Document text:
____

Patrizia Murgo
- Country (sports): Italy
- Born: 26 March 1962 (age 63)
- Prize money: $21,713

Singles
- Career record: 11–13

Grand Slam singles results
- French Open: Q2 (1980)
- Wimbledon: Q1 (1980, 1981)
- US Open: Q3 (1982)

Doubles
- Career record: 21–8

Grand Slam doubles results
- French Open: 2R (1985)
- US Open: 3R (1982)

Grand Slam mixed doubles results
- French Open: 2R (1983)

Medal record
Mediterranean Games
| Bronze medal – third place | 1979 Split | Women's doubles |

= Patrizia Murgo =

Italian tennis player (born 1962)

Patrizia Murgo (born 26 March 1962) is an Italian former professional tennis player.

==Tennis career==
Murgo, a native of Florence, was the first Italian to reach an Orange Bowl final when she finished runner-up to Kathy Horvath in 1979. She was also a women's doubles bronze medalist at that year's Mediterranean Games in Split, with Antonella Rosa as her partner.

____

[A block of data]
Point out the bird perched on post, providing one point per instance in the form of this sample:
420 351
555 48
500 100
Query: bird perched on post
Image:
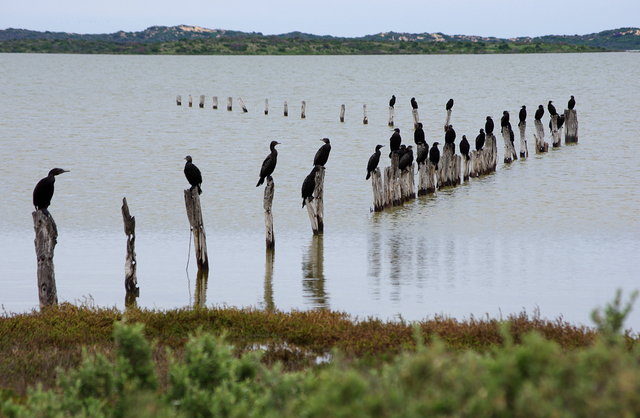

____

Written request 1:
According to the text on Patrizia Murgo, who beat her in the 1979 Orange Bowl final?
Written request 2:
Continue the text about Patrizia Murgo from the point where it stops.
The material is not needed for anything here.

Final result 1:
Kathy Horvath

Final result 2:
In 1981 and 1982, Murgo was a member of the Italy Federation Cup team as a doubles specialist, usually partnering Sabina Simmonds. She won six of her eight Federation Cup doubles rubbers.

While competing on the WTA circuit her best result in a singles tournament came at the 1981 Italian Open, where she reached the round of 16. As a doubles player she had a runner-up finish at the 1985 Italian Open.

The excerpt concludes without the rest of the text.